[Given records]
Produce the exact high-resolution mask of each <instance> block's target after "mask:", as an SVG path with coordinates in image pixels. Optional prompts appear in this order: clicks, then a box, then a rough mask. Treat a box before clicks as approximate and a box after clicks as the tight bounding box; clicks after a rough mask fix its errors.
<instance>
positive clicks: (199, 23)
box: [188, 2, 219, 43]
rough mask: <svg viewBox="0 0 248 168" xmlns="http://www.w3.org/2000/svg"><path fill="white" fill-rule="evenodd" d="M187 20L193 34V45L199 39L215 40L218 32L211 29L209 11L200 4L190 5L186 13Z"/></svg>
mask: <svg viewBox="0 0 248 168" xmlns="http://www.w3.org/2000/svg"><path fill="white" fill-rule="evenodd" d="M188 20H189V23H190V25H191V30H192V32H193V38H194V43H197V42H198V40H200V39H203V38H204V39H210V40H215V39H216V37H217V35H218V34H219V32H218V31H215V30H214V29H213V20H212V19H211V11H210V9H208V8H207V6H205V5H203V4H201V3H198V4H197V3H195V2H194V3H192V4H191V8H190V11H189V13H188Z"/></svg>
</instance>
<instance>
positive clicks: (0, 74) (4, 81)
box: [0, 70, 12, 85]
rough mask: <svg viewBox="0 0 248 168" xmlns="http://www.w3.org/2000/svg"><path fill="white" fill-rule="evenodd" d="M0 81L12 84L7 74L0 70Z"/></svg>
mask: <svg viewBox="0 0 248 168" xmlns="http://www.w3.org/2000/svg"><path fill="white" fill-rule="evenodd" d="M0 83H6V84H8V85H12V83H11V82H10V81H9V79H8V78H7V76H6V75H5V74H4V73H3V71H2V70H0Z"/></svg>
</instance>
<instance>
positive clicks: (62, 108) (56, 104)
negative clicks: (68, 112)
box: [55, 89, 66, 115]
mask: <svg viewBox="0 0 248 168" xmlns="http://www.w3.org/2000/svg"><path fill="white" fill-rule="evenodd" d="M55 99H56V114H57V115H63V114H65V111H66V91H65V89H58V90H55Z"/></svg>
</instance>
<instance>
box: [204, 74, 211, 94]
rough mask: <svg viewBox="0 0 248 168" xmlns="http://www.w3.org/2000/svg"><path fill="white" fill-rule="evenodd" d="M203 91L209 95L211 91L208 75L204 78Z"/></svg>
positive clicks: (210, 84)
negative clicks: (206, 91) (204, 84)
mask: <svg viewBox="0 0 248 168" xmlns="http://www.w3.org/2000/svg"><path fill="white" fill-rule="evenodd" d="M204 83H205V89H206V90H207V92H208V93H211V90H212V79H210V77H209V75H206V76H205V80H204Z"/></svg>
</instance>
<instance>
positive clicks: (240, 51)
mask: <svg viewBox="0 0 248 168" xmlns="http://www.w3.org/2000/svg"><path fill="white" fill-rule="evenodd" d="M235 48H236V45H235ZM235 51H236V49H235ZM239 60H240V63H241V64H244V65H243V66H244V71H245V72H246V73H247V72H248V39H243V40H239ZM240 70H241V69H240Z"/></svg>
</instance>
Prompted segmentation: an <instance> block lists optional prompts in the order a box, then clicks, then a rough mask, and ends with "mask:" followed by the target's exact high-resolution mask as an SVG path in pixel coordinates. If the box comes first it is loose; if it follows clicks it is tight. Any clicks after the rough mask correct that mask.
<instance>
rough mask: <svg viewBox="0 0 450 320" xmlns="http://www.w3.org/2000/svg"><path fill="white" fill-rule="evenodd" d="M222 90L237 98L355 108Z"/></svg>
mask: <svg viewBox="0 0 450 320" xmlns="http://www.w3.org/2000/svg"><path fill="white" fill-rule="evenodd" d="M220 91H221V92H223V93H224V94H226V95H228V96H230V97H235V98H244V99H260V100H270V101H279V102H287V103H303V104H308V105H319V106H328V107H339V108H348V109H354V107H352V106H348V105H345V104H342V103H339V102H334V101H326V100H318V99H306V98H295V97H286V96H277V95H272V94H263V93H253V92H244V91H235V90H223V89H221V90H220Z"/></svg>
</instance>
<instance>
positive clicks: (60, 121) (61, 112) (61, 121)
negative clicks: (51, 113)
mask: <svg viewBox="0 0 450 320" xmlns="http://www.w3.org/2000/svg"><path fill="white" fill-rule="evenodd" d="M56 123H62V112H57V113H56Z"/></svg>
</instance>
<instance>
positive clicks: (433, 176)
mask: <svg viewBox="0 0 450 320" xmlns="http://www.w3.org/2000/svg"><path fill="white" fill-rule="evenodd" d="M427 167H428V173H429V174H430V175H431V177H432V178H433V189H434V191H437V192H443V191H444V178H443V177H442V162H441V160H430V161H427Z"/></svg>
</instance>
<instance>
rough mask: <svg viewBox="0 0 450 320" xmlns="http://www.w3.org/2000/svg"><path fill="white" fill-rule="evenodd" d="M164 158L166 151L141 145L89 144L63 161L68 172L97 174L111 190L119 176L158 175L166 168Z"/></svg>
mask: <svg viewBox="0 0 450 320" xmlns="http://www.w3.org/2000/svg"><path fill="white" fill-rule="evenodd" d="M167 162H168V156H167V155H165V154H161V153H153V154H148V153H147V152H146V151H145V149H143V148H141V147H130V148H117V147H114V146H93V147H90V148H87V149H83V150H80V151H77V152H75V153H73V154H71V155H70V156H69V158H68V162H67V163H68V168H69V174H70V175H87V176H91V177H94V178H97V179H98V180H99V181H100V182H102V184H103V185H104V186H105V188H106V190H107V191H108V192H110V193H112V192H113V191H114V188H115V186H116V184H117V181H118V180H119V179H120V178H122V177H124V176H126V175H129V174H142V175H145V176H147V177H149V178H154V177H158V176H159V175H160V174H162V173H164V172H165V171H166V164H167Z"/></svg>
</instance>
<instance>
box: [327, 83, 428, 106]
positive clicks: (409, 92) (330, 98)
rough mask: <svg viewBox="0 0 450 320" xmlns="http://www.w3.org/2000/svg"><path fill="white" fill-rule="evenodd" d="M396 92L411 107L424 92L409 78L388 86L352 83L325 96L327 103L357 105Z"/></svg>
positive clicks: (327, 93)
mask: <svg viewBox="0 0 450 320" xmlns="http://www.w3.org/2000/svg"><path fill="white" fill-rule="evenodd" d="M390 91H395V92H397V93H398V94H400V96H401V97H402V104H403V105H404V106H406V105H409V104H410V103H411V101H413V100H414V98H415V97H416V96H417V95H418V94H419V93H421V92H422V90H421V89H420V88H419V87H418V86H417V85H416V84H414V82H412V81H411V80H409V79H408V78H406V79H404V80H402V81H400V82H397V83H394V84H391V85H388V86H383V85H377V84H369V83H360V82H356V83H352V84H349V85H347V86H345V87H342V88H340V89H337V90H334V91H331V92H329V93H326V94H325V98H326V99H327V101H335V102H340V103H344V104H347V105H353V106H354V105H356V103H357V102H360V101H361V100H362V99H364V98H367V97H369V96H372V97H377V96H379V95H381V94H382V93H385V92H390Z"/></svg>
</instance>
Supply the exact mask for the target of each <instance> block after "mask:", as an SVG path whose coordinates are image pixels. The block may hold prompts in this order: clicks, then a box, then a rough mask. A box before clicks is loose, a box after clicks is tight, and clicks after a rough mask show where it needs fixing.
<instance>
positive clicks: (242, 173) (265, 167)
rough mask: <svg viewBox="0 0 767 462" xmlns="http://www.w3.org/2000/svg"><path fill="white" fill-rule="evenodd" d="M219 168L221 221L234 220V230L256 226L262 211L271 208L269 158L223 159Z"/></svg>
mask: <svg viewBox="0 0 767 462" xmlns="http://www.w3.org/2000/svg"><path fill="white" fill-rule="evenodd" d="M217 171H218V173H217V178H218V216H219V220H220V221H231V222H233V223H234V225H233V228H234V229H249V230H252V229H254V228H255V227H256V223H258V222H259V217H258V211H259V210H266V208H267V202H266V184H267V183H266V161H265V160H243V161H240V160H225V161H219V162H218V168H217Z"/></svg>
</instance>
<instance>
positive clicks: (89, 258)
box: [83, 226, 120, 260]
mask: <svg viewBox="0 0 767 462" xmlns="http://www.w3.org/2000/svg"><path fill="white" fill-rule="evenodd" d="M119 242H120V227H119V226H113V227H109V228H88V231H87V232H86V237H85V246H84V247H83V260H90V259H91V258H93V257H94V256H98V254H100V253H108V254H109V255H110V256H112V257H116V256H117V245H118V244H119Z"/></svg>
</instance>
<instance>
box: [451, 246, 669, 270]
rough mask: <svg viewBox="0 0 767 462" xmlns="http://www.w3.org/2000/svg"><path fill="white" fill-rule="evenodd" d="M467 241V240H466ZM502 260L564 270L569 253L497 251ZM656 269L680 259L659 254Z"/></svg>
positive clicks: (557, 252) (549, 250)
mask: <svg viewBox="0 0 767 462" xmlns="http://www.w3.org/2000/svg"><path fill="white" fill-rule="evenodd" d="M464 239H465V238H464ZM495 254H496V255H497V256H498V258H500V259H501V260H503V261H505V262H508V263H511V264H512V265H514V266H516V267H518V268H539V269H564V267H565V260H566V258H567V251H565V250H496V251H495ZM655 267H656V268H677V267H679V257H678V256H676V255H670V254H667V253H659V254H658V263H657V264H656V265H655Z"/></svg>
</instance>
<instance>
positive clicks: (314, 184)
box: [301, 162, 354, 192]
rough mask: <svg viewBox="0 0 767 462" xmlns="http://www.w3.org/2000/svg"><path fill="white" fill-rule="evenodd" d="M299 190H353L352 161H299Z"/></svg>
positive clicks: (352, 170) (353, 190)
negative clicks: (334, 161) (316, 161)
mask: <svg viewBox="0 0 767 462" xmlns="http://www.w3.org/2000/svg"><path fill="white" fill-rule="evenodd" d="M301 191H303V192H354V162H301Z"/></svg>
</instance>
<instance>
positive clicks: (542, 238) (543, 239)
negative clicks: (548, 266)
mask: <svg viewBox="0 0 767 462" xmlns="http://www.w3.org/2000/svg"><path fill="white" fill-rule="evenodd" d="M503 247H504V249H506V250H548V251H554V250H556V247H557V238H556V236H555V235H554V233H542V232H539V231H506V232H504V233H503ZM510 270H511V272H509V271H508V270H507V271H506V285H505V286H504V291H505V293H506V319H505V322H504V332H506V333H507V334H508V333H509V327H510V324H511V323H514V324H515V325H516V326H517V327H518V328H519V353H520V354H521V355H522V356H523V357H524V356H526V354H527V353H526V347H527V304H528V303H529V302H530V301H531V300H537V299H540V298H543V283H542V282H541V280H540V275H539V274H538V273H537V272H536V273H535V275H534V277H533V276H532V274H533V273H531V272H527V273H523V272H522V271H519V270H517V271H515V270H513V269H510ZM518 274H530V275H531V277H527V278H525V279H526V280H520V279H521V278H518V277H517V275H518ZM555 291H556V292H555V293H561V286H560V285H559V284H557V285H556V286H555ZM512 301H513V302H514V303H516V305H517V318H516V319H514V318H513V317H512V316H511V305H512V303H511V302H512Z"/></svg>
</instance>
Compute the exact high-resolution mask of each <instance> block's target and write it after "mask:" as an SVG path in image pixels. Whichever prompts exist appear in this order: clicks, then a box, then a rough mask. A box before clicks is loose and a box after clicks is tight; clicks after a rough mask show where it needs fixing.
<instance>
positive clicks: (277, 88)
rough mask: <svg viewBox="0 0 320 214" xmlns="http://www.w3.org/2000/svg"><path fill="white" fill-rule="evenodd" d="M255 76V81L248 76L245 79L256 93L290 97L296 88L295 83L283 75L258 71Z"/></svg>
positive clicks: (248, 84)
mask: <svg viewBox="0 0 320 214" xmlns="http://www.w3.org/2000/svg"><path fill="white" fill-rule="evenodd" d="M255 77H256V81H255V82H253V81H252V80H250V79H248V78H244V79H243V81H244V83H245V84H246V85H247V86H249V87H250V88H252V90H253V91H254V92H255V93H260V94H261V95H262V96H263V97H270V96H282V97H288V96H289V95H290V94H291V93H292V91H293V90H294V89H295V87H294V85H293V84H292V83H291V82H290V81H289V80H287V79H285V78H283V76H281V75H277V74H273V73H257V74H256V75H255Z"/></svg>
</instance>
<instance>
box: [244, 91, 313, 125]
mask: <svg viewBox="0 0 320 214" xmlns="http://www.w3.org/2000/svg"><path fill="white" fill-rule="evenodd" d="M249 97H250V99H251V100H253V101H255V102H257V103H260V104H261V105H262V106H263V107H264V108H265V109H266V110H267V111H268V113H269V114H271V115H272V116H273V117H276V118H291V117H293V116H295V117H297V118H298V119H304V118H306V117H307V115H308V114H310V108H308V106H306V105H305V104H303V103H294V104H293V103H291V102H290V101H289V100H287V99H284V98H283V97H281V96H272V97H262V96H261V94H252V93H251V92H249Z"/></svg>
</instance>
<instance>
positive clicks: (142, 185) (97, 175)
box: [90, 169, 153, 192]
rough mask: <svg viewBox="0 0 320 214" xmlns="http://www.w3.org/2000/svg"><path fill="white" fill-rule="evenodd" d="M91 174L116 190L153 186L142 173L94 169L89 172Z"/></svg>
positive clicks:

[Work instruction] Print, unaltered, every line from the beginning of the material down to the line with "box: [188, 2, 219, 43]".

[Solution to the exercise]
Produce the exact high-resolution mask of each <instance> block's target after "mask:", as an SVG path with coordinates in image pixels. Optional prompts appear in this order: clicks, then a box, then a rough mask. Treat a box before clicks as approximate and a box after clicks as the tight bounding box; clicks after a rough mask fix its errors.
<instance>
positive clicks: (199, 23)
box: [188, 2, 219, 43]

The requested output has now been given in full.